• **GIVEN PROBLEM**
Rename "fence post" to "wooden stake" throughout the lines below, and give those lines again with everything else unchanged.

•••

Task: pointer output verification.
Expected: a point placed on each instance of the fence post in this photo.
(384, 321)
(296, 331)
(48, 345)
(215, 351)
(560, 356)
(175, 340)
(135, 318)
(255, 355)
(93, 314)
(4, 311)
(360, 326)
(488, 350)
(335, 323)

•••

• **WRITTEN ANSWER**
Task: pointer output verification.
Expected: a point placed on each instance of the wooden stake in this photo.
(384, 321)
(296, 331)
(48, 345)
(215, 351)
(560, 356)
(175, 340)
(135, 318)
(255, 355)
(93, 314)
(4, 311)
(360, 326)
(488, 350)
(335, 323)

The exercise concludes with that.